Saved data entries
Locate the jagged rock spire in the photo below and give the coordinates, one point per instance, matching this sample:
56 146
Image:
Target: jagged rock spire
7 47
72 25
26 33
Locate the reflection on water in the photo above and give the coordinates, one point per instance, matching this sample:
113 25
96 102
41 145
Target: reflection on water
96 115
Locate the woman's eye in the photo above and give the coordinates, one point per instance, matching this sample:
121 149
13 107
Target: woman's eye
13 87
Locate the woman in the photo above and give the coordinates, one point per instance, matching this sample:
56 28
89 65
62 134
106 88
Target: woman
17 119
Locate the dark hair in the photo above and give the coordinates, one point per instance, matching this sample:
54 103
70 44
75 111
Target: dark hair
...
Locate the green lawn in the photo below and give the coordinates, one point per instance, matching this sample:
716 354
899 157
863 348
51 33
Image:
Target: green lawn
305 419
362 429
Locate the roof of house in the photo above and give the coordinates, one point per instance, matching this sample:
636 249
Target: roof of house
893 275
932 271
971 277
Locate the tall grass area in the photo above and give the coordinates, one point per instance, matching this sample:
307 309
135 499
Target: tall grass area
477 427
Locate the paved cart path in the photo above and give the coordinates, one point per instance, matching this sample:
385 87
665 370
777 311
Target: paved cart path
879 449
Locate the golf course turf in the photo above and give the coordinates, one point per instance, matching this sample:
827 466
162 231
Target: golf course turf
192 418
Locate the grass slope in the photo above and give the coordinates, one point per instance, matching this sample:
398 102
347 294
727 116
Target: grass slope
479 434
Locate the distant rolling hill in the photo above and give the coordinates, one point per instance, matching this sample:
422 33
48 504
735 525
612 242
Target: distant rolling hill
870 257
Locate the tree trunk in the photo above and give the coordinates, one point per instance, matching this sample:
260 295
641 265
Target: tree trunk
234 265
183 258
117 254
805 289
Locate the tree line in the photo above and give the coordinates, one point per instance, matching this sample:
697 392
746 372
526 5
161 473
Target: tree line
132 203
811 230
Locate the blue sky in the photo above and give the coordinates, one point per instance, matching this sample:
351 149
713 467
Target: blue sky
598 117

# Request
Return each line of the data above that contains the string "green". Letter case counts.

# Task response
Locate the green lawn in the photo below and give the coordinates, one point per instance, matching this sample:
Target: green lawn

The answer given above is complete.